── RECORDS SUPPLIED ──
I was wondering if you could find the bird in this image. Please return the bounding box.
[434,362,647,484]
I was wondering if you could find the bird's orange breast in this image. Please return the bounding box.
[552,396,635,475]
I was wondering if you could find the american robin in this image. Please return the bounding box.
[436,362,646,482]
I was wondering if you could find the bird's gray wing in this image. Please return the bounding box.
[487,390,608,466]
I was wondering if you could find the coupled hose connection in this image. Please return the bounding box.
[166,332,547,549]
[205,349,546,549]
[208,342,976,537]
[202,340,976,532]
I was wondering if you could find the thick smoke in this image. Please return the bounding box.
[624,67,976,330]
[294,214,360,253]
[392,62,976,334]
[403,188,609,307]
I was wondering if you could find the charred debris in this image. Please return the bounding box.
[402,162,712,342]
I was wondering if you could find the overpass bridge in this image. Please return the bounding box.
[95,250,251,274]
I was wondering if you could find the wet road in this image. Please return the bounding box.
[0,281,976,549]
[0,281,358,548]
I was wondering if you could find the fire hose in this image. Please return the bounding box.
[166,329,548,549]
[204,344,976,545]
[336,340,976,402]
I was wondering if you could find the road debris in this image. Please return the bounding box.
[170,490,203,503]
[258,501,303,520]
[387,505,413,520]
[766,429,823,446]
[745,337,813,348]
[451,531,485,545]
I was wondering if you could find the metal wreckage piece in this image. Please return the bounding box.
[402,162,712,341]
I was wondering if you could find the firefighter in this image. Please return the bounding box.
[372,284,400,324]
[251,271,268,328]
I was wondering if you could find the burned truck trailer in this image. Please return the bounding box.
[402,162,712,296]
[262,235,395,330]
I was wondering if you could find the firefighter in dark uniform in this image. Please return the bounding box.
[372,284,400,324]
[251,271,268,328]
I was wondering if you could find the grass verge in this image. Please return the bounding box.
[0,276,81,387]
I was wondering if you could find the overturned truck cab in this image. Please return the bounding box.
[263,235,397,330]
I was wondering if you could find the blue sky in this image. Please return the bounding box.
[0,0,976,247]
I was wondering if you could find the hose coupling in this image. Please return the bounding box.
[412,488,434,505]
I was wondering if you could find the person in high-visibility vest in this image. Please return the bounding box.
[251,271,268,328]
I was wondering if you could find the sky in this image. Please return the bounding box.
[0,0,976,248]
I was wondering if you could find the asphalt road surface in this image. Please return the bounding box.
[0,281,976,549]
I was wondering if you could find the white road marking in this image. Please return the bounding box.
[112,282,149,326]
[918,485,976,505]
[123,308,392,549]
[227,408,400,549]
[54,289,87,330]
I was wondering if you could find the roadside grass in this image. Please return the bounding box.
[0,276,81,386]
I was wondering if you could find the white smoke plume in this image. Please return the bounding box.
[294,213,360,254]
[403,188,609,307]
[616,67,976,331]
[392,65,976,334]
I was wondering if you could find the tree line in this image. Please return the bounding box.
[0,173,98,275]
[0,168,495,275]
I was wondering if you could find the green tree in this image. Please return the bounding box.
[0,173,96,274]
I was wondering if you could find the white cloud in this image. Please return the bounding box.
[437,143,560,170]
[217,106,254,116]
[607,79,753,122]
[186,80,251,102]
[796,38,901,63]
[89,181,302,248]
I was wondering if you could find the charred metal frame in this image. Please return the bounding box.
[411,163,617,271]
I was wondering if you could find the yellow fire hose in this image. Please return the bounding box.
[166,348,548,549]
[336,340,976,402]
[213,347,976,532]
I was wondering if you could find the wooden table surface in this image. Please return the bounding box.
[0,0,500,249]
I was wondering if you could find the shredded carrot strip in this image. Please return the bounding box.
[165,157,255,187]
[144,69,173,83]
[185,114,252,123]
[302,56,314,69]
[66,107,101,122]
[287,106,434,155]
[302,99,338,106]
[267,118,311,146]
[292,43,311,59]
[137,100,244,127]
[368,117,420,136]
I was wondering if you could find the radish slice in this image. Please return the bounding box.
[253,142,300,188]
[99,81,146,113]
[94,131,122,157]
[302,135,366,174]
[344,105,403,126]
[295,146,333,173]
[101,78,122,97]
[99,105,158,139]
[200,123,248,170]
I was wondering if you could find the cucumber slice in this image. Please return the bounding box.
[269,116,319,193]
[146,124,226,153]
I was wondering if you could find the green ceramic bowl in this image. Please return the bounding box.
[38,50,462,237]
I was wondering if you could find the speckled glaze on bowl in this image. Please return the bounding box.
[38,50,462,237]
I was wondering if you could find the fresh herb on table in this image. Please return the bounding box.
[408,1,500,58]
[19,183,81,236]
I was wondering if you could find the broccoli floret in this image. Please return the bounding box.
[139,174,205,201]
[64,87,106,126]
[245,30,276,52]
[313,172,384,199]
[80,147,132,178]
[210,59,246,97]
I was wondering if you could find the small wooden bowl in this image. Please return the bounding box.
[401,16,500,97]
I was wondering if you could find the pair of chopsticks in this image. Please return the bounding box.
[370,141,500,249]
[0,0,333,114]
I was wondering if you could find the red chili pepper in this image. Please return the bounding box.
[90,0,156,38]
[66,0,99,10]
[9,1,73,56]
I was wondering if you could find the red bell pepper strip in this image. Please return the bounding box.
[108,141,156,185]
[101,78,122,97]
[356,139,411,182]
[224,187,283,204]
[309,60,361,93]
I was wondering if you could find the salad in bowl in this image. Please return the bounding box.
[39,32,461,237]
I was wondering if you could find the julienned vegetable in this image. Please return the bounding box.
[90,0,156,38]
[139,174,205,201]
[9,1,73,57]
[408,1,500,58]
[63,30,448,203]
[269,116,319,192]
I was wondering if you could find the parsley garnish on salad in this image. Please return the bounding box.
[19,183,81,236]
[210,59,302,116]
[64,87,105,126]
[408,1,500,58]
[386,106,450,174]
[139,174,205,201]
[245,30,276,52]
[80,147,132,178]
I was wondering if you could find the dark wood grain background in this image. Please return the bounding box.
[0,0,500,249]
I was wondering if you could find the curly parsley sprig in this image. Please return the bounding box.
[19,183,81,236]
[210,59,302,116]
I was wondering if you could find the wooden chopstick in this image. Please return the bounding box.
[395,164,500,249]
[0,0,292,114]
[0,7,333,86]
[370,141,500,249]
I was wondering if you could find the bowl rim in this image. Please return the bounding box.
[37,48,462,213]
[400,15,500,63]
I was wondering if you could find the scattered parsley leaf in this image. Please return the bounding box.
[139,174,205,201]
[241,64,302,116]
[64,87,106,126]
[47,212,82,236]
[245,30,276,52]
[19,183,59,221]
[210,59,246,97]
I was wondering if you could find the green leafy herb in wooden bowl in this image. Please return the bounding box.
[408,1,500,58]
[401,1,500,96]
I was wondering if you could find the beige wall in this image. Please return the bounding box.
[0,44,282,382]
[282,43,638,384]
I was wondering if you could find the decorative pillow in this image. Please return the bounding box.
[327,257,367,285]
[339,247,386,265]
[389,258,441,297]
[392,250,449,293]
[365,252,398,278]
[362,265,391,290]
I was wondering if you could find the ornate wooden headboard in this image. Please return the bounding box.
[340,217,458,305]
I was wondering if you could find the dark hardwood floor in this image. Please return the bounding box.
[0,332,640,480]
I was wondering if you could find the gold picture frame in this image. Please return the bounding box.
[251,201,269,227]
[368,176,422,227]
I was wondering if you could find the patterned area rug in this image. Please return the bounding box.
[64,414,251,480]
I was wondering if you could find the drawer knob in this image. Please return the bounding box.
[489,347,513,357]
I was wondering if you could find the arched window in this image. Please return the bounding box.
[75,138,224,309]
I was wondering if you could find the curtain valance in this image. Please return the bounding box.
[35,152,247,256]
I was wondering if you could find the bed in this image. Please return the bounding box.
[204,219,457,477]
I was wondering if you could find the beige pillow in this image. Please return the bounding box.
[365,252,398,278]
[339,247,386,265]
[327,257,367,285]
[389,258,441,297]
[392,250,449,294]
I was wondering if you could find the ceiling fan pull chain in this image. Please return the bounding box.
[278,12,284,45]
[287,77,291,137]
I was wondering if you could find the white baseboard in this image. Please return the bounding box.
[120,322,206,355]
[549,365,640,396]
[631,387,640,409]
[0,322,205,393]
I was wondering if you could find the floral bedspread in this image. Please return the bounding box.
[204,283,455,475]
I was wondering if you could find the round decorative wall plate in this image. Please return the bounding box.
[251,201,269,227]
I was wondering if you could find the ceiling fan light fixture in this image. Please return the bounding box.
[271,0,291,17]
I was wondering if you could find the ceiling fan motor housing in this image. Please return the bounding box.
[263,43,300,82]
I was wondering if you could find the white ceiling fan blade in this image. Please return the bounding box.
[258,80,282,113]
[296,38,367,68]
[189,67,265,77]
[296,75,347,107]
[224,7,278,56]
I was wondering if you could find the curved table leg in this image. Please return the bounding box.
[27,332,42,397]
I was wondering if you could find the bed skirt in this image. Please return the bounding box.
───
Please put the lines from the one containing "I was wondering if you could find the shredded" through the one containing "[368,117,420,136]", both ends included, into a JSON list of strings with one string per line and blank lines omitted.

[
  "I was wondering if you could find the shredded carrot strip in this image. Please return the bounding box.",
  "[165,157,255,187]",
  "[144,69,173,83]",
  "[185,114,252,123]",
  "[302,56,314,69]",
  "[66,107,101,122]",
  "[287,106,434,155]",
  "[302,99,338,106]",
  "[267,118,311,146]",
  "[292,43,311,59]",
  "[137,100,244,127]",
  "[368,117,420,136]"
]